(Point annotation dataset records)
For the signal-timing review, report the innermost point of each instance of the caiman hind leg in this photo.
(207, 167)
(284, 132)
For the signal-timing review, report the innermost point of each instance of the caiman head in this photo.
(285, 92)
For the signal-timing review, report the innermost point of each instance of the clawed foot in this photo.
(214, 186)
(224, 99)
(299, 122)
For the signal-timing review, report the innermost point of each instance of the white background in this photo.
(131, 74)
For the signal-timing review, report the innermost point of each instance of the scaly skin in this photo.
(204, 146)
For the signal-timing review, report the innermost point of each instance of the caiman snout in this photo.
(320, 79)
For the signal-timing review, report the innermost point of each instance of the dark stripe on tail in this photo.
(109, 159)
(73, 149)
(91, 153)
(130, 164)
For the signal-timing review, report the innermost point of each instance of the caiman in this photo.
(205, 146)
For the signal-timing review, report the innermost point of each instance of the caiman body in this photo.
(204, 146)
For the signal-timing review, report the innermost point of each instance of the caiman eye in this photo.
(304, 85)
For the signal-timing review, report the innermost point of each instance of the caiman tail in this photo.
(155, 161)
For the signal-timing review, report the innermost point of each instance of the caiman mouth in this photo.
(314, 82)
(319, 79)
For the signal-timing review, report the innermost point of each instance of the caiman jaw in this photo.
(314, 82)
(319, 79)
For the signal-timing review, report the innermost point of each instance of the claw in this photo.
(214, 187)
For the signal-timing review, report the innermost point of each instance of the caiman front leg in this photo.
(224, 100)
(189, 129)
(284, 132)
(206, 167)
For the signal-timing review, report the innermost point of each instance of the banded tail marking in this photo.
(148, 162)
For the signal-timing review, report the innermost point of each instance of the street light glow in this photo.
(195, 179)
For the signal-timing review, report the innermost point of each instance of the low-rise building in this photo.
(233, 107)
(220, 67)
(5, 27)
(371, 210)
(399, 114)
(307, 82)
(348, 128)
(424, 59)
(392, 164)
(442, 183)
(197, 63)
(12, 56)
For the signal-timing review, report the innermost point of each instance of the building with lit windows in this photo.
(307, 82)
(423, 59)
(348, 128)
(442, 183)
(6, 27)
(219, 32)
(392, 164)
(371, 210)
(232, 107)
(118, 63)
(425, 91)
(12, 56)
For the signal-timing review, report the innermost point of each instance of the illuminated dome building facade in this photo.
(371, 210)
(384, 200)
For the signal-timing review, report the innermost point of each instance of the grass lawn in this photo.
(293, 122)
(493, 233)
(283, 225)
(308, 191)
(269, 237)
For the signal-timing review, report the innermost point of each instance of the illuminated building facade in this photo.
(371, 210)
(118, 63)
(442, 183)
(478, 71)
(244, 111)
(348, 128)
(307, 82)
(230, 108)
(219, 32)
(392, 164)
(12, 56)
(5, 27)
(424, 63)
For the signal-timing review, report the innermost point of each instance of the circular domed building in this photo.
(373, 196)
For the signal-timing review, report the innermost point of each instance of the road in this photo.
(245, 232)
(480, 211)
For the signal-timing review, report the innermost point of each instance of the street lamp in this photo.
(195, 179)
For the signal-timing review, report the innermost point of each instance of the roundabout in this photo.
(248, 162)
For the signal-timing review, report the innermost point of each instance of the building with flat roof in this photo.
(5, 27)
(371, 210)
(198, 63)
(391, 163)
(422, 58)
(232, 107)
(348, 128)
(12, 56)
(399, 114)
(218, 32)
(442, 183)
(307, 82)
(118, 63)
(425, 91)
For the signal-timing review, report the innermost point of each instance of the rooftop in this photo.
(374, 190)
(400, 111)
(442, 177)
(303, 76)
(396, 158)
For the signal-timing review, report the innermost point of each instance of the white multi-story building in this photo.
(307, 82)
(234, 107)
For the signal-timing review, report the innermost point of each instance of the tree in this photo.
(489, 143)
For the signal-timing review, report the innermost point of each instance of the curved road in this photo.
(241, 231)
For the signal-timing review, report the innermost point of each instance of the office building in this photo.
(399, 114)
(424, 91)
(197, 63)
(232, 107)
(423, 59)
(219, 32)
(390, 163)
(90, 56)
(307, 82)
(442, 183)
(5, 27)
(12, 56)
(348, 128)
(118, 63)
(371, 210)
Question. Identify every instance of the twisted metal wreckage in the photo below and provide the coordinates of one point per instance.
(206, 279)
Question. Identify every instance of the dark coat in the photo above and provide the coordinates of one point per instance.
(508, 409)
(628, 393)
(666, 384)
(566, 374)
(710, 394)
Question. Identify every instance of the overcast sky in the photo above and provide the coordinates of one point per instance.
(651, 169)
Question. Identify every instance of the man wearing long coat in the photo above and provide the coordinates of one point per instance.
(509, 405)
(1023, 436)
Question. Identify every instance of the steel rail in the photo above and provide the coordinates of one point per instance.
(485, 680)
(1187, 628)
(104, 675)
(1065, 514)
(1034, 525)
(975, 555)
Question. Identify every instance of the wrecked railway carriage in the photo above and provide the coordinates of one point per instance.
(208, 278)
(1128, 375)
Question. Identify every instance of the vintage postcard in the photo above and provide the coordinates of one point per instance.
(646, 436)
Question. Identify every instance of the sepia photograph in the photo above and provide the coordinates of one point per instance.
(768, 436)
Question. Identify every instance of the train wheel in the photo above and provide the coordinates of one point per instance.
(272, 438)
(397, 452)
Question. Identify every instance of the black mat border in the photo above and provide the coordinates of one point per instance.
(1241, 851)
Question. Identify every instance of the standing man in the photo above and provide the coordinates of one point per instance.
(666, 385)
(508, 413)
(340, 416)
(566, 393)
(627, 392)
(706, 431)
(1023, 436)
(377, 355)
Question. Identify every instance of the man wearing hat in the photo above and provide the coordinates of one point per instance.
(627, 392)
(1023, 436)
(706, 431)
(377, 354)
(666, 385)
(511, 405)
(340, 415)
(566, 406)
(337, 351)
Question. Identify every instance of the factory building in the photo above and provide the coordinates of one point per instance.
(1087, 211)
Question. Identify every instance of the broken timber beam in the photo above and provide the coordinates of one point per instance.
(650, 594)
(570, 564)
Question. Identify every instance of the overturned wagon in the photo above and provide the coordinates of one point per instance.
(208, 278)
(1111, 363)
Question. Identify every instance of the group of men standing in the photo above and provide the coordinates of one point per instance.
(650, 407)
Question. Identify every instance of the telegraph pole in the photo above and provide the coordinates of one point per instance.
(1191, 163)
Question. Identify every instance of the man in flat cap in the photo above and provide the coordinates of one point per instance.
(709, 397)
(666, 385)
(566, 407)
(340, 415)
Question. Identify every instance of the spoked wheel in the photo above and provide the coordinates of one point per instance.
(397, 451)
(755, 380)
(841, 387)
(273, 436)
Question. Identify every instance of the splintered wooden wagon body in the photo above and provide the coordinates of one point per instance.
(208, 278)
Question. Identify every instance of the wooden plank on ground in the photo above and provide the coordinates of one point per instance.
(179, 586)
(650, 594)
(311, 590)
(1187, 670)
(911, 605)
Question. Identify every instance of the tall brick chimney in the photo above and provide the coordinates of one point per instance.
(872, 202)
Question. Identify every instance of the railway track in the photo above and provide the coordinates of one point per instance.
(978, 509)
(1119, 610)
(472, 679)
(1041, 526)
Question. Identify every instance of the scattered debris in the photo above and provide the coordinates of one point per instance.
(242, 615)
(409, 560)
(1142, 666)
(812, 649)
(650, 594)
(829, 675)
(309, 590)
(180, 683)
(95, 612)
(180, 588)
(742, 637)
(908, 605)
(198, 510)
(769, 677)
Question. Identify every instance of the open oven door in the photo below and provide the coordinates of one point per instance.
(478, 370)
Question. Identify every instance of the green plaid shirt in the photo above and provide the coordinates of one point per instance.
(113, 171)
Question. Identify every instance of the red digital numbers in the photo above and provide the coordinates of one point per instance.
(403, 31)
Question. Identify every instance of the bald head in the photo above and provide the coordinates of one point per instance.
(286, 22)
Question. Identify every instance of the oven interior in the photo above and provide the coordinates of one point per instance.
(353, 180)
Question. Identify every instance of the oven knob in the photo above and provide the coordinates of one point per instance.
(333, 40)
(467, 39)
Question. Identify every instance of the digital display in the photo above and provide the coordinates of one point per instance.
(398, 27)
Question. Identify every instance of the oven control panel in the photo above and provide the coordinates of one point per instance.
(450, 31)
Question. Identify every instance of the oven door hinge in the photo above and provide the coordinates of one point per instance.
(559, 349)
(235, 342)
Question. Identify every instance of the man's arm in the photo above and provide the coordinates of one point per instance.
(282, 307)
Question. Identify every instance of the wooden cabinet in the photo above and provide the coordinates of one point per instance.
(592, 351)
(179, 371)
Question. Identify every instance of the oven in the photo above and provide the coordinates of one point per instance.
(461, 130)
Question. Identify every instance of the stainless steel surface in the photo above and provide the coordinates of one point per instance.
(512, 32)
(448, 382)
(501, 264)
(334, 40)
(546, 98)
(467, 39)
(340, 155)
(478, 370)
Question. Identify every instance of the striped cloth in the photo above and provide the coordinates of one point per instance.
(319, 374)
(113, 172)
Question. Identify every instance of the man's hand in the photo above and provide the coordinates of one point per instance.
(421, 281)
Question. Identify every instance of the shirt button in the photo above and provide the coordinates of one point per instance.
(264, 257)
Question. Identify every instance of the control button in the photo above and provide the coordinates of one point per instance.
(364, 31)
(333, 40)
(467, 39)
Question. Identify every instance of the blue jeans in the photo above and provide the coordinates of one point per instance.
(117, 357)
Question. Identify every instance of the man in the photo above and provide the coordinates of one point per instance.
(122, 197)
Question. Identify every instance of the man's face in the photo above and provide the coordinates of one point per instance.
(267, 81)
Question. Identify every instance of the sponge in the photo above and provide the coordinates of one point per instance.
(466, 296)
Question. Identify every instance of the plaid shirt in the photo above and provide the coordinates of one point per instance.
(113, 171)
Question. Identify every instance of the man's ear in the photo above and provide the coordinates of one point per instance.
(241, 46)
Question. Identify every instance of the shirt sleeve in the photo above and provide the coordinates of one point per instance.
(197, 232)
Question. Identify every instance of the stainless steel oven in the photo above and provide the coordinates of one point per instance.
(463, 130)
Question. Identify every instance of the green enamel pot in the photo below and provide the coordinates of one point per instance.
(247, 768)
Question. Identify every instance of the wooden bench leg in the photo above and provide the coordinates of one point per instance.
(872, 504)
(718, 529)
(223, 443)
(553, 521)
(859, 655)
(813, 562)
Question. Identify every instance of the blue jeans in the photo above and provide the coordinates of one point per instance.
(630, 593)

PROBLEM STATEMENT: Extract, verbatim, the lines from the one containing "Question. Identify every instance of the stainless steel oven" through the last line of the listing above.

TASK RESPONSE:
Question. Identify every instance of the stainless steel oven in the photo above and provide the coordinates of one point per instance.
(463, 130)
Question. Identify every instance of the green enamel pot in the photo below and provide the coordinates of one point per instance.
(247, 768)
Question. Identify every instance of the wooden bench leg in the photo above and provide the coordinates of one point per instance.
(872, 504)
(718, 529)
(223, 443)
(553, 521)
(859, 655)
(813, 562)
Question. Identify every instance of the blue jeans in the photo above and provide the coordinates of one point per instance.
(630, 593)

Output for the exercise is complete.